- THE TASK: Please edit the items so that every "single marker" becomes "single dot", with nothing else changed. Leave the pictures out of your answer.

-- Begin MATERIAL PROVIDED --

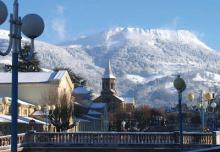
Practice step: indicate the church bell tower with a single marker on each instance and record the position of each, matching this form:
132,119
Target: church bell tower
108,82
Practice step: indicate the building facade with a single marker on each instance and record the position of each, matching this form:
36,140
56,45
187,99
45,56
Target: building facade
38,88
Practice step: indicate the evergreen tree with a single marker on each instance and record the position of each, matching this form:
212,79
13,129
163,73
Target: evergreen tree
31,65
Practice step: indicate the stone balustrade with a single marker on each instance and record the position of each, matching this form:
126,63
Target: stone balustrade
123,138
5,141
112,138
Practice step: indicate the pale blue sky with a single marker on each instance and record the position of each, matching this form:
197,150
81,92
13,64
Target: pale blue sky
66,19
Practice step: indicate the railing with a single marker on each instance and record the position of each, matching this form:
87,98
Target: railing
111,138
5,141
122,138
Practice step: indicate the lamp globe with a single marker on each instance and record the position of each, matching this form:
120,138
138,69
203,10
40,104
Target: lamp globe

-- End MATERIAL PROVIDED --

- ANSWER IN FULL:
Practice step: indicate the church bell tower with a single dot on each instance and record the position of each, matching this form:
132,119
Target: church bell tower
108,82
Practice step: indicate the building facade with a single dot on each instance and record the position of each, matching this form:
36,140
56,45
187,99
45,56
Target: building facade
38,88
Practice step: indicate the evergreen tree with a single dot on each instance and record the position of each, matching this form:
212,79
13,129
163,73
Target: evergreen tree
31,65
Practice step: indicate the stone balustrade with a single dot on each instance and record the position of each, matching this form:
126,63
Target: stone balustrade
123,138
5,141
112,138
Practice step: indicate the pale blue sky with a single dot on each instance and record the position of each, matching this form:
197,150
81,92
13,64
Target: pale blue sky
66,19
Practice step: indicate the railing with a single dot on each instance and record the position of each, matching this form:
87,98
Target: railing
111,138
5,141
122,138
Practice step: indicate the lamp globe with a single dot on each instance and record the position of each, matching this form:
120,138
138,69
203,10
40,104
Target: lamp globe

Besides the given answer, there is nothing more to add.